▶ **Task requirements**:
a. According to the court opinion, what amount did the District Court's judgment award the Gonzalez Corporation?
b. Transcribe the passage of the court opinion from "The Thomas P." up to and including "recomputation of damages.".

--- START OF Supplied text ---

The Thomas P. Gonzalez Corporation sued the Daido Line in admiralty alleging damage to a shipment of garlic. The District Court found: that the garlic was received by the carrier in good order and condition and outturned at destination badly damaged; that the carrier failed to use due care in keeping and ventilating the cargo during the voyage; that these failures proximately caused the damage to the garlic; and that no part of the damage was caused by act or omission of the shipper or inherent vice of the cargo. On an examination of the whole record we conclude that the findings with respect to liability are not clearly erroneous. However, we vacate the judgment and remand for a recomputation of damages.

2

* The libel alleged that the Gonzalez Corporation shipped 4,400 sacks of garlic in good order and condition aboard Daido's vessel, the Korai Maru, then lying at the Port of Los Angeles; and that the cargo was discharged in the Port of Havana badly damaged, impaired in value and slack in weight, in breach of Daido's duty and to the damage of Gonzalez Corporation. Daido's answer denied that the garlic was in good order and condition when shipped, and alleged that the cargo was outturned in Havana in the same condition as received in Los Angeles except for normal deterioration. As affirmative defenses Daido alleged, so far as pertinent, that it exercised due diligence in caring for the cargo aboard the Korai Maru, and that the damage to the cargo, if any, arose from "inherent defect, quality, or vice of the goods."

3

After trial of these issues, the District Court filed findings of fact and conclusions of law, and entered judgment for Gonzalez Corporation in the sum of $33,996.77, from which Daido appeals.

4

The action is governed by Cogsa (the Carriage of Goods by Sea Act1). Under Cogsa the shipper makes out his prima facie case, as he did before its enactment, by proving receipt by the carrier in good order and delivery at destination in bad. The burden of explanation falls upon the carrier. However, Cogsa relieves the carrier from liability for damages arising from certain causes, and the carrier may meet the shipper's prima facie case by showing that the damages were attributable to such a cause. But although the carrier demonstrates that the damage is in part attributable to a cause for the effects of which the carrier is exonerated by Cogsa, the shipper may nonetheless recover if it can show that the carrier's negligence contributed to the result. The burden then falls upon the carrier to segregate the portion of the damage due to the excepted cause from that resulting from its negligence, at the risk of responding for all — a burden which may be difficult if not impossible to meet.2

5

As noted, the carrier's answer in the present case included both a denial that the garlic was in good condition when shipped, and an affirmative assertion that the damages were due to inherent vice, a cause for the effects of which the carrier was relieved of liability by Cogsa.3 In such a case the attempt to establish liability by a step-by-step progression through the accepted scheme of shifting burdens of proof may present difficult problems. Theoretically, both parties have the burden of proof on the same issue — the condition of the cargo. The shipper is obliged to establish that the garlic was in good condition to make its prima facie case, but the carrier is burdened with proving that the garlic suffered from an inherent defect in order to bring itself within the statutory exception from liability.

--- END OF Supplied text ---
--- START OF Data rows ---

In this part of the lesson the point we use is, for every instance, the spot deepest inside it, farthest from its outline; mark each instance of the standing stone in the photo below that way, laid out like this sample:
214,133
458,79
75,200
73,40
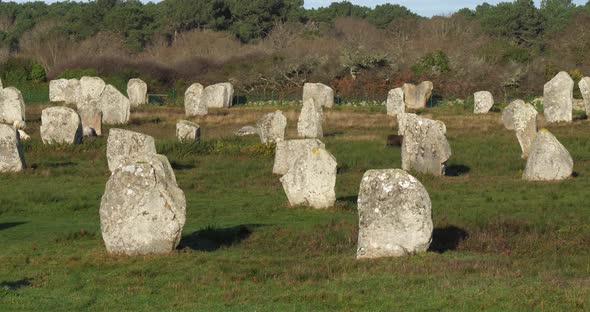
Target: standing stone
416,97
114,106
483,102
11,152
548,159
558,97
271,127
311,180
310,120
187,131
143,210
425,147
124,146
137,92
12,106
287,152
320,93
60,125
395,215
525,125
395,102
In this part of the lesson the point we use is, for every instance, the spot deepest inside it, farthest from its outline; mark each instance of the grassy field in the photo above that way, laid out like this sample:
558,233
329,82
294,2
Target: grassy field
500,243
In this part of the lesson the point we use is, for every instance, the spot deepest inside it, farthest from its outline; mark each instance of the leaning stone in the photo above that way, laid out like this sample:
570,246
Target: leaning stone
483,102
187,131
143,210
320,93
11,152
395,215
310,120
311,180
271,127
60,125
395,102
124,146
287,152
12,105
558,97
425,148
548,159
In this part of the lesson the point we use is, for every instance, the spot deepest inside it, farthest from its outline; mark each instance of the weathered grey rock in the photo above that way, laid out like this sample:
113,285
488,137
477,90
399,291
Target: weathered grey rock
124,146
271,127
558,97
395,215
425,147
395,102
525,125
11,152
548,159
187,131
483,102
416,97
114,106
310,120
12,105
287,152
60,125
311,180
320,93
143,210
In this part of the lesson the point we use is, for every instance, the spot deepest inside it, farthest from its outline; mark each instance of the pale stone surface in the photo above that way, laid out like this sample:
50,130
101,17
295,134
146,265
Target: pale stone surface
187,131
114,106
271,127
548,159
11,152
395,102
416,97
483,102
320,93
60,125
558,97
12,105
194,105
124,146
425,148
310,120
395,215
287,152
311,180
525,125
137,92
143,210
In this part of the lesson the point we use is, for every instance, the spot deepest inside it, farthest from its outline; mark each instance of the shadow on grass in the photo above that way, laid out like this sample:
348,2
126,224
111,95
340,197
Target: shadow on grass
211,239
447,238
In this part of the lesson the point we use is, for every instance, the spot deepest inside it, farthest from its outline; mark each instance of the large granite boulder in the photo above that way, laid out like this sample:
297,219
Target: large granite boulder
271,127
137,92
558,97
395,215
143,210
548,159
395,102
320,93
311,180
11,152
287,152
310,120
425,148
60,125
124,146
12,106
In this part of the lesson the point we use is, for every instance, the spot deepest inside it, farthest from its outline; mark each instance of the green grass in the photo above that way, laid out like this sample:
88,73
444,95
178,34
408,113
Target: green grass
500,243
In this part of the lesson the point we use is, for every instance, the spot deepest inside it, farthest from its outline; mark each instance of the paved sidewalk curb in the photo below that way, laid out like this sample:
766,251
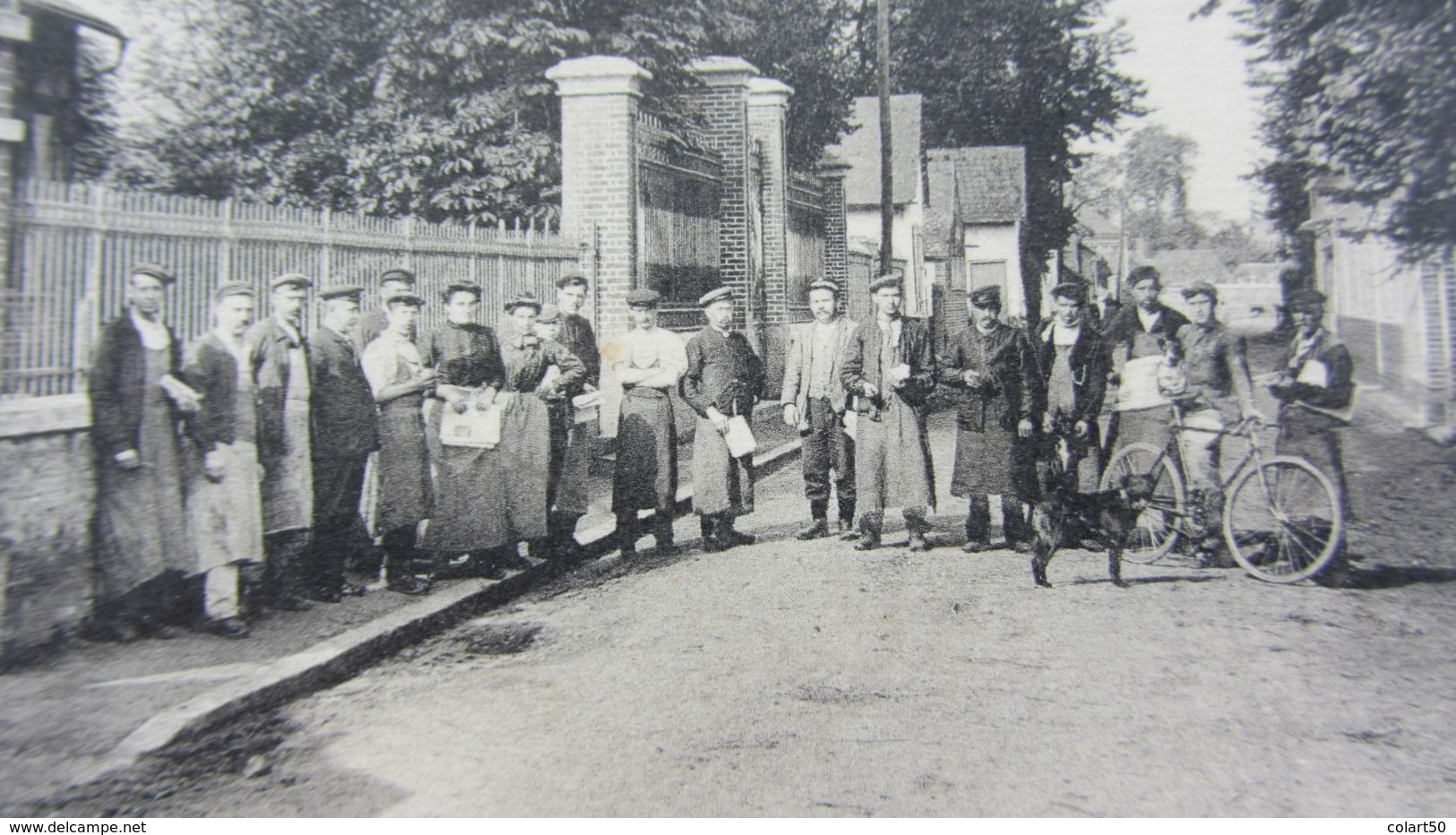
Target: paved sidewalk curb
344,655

--- END OF Data rows ---

▶ **Answers for the tasks**:
a. $33,996.77

b.
The Thomas P. Gonzalez Corporation sued the Daido Line in admiralty alleging damage to a shipment of garlic. The District Court found: that the garlic was received by the carrier in good order and condition and outturned at destination badly damaged; that the carrier failed to use due care in keeping and ventilating the cargo during the voyage; that these failures proximately caused the damage to the garlic; and that no part of the damage was caused by act or omission of the shipper or inherent vice of the cargo. On an examination of the whole record we conclude that the findings with respect to liability are not clearly erroneous. However, we vacate the judgment and remand for a recomputation of damages.